→ Written instruction A: Decide whether each statement agrees with the thread on plowing busy commercial lots. Answer yes or no and quote the words from the thread that settle it: (i) The restaurant has 10 to 15 cars parked in its lot. (ii) MBT already plows with a Ranger. (iii) John_DeereGreen advises running cleanups at night.
→ Written instruction B:
Please answer these questions from the thread on plowing busy commercial lots:
(i) How long was MBT stuck in the parking lot?
(ii) What did dieselss use to block off spots?
(iii) Which parking spots would SnoFarmer clear?
→ Written instruction C: Set down word for word the part of the thread on plowing busy commercial lots that opens with the words containing "## dieselss (Jan" and closes with "(Jan 31, 2016)".

→ Quoted text:
◇ ◇ ◇ ◇ ◇ ◇ ◇
# Dealing With High Traffic properties in the Big storms



## MBT (Nov 30, 2016)

How do you Guys deal with commercial properties that have very high traffic at certain times of the day. For Example, We picked up a big name Restaurant chain, and from 6am till 11 pm it has a constant 5-15 cars in the Drive through and 10-15 cars parked in the lot, and i mean constant I was experimenting in the storm yesterday and Literally got stuck in the parking lot for 20 mins waiting for the Drive through to clear just so i could leave. Also, this is a very tight Lot, and very little space to pile the snow and maneuver. I have tried waiting for people, I have tried driving around and around, The best i can come up with is a Drive by with the Salt Spread on, a quick Scoop of the V-plow and leave. I am thinking about switching to a smaller truck, From F250 to a single cab short bed Ranger to make maneuvering easier, or just waiting till they close. Not sure if someone has dealt with this before.

Usually we serve Residential, and Small Commercial that has an open time frame for plowing, But in my area i am starting to Run low on the small commercial market with open time frames.


----------



## SnoFarmer (Oct 15, 2004)

We would plow if front of the doors, driving lanes, entrances during a big event and not worry aboot the parking spots other than the handicap that we would clear.


----------



## John_DeereGreen (Jan 2, 2011)

What snofarmer said...keep the main drive area open and run cleanups at night.


----------



## dieselss (Jan 3, 2008)

I've taken cones and blocked off certain spots that I put the snow before the storm.
Not sure if this works but might be worth a shot


----------



## ktfbgb (Jan 31, 2016)

SnoFarmer said:


> We would plow if front of the doors, driving lanes, entrances during a big event and not worry aboot the parking spots other than the handicap that we would clear.


This. Just try to keep the main drive lane open and the entrance apron open during open time.


----------



## MBT (Nov 30, 2016)
◇ ◇ ◇ ◇ ◇ ◇ ◇
Excerpts from a point labeling dataset:
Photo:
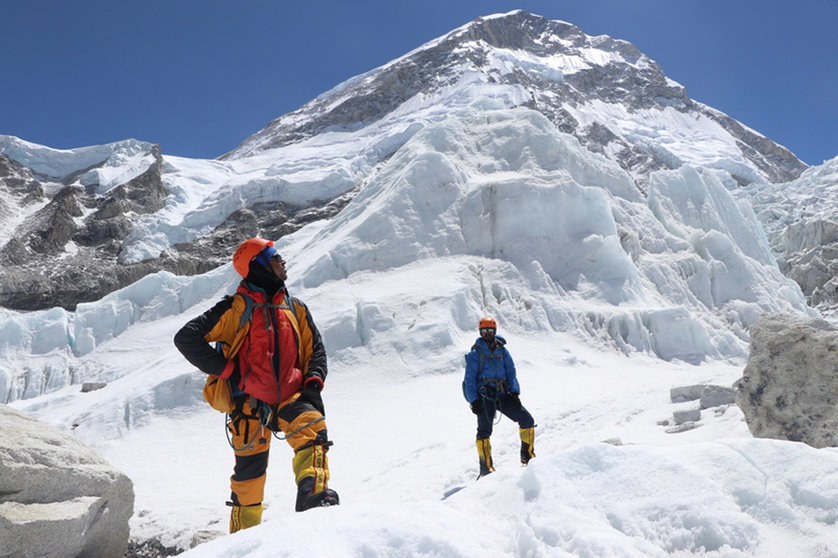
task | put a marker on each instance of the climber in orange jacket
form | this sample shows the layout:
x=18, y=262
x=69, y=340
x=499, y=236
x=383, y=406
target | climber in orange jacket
x=270, y=351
◇ ◇ ◇ ◇ ◇ ◇ ◇
→ Output A:
(i) Yes: "10-15 cars parked in the lot"
(ii) No: "I am thinking about switching to a smaller truck, From F250 to a single cab short bed Ranger"
(iii) Yes: "keep the main drive area open and run cleanups at night."

→ Output B:
(i) 20 minutes
(ii) Cones
(iii) The handicap spots

→ Output C:
## dieselss (Jan 3, 2008)

I've taken cones and blocked off certain spots that I put the snow before the storm.
Not sure if this works but might be worth a shot


----------



## ktfbgb (Jan 31, 2016)